_Serie di compiti_:
1. Rispondi a queste domande sul testo relativo alla Galleria dell'Accademia:
(a) Dove si trova l'originale del Ratto delle Sabine del Giambologna?
(b) Grazie alla mediazione di chi fu restituito il Polittico di Vallombrosa?
(c) A quale strada attuale corrisponde quella riconoscibile sul pannello dello Scheggia?
2. Prosegui il testo sulla Galleria dell'Accademia dopo la sua ultima frase.

Galleria dei Prigioni, Galleria dell'Accademia, Firenze. Yair Haklai / CC BY-SA (https://creativecommons.org/licenses/by-sa/4.0)
La Sala del Colosso
Al centro della Sala del Colosso, il Ratto delle Sabine del Giambologna rapisce lo sguardo in un plastico vortice di corpi. Attorno all’imponente modello in gesso (l'originale si trova nella Loggia dei Lanzi), i colori del Rinascimento esplodono in un vasto repertorio di stili e formati, con opere provenienti da chiese e conventi fiorentini. C’è la piccola Madonna del Mare di Sandro Botticelli, ricca di preziosi dettagli, che deve il nome al paesaggio sullo sfondo e alla scintillante Stella Maris ricamata sul manto della Vergine, e la Tebaide di Paolo Uccello, in bilico tra residui gotici e novità giunte dalle Fiandre.
Imponenti pale d’altare ci riportano invece alla formazione di Michelangelo e di Raffaello con le firme dei rispettivi maestri Domenico Ghirlandaio e Pietro Perugino. Di quest’ultimo ammiriamo il pannello centrale del Polittico di Vallombrosa, requisito dagli eserciti napoleonici e restituito con la mediazione di Antonio Canova: tra angeli musicanti e monaci ritratti nei dettagli, un trionfo di colori e di panneggi preannuncia la pittura dell’Urbinate.
Sala del Colosso, Galleria dell'Accademia, Firenze. Photo credits Galleria dell'Accademia
Moda, musica, natura: una finestra sulla vita a Firenze
Come in un libro illustrato, le opere della Galleria dell’Accademia ci conducono in un viaggio nella vita quotidiana di Firenze dal Medioevo al Rinascimento, fino ai secoli più recenti. Il cosiddetto Cassone Adimari, per esempio, ci parla della consuetudine di decorare con dipinti i contenitori del corredo nuziale. Studi recenti suggeriscono che il pannello dello Scheggia, fratello minore di Masaccio, sia in realtà la spalliera di un letto, ma il suo messaggio resta intatto: sulla tavola minuziosamente istoriata assistiamo a un matrimonio dell’alta società fiorentina. Riconosciamo la strada (l’attuale via Calzaiuoli), ammiriamo il cielo a drappi - una sfarzosa tenda tesa sul percorso del corteo - nonché gli abiti eleganti degli invitati, gli strumenti d’epoca dei musici, i vassoi di vivande trasportati sulla testa dai servitori.

_Contenuto dei dati_:
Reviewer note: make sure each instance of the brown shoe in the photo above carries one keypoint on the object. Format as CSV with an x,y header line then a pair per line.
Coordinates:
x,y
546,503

_Serie di risposte_:
1.
(a) Nella Loggia dei Lanzi.
(b) Di Antonio Canova.
(c) A via Calzaiuoli.

2.
Scheggia, Cassone Adimari (dettaglio), 1450 circa. Galleria dell'Accademia Firenze. Public Domain via Wikimedia commons
A pochi passi dal David, tre dipinti di Alessandro Allori sono un’enciclopedia del linguaggio dei fiori diffuso nella Firenze cinquecentesca: un giardino allegorico di narcisi, tulipani, rose, mughetti, gigli, non-ti-scordar-di-me ci sfida a decifrare i simboli nascosti tra petali variopinti. Un vero e proprio Museo della Musica ci invita a entrare infine nell’universo sonoro dei signori di Firenze. Tra dipinti di soggetto musicale scopriamo strumenti seicenteschi e settecenteschi che sono autentici gioielli: viole, violini e violoncelli di Stradivari, e il più antico esemplare di pianoforte verticale conosciuto. Supporti multimediali permettono di ascoltare il suono degli strumenti esposti e di conoscerne la storia.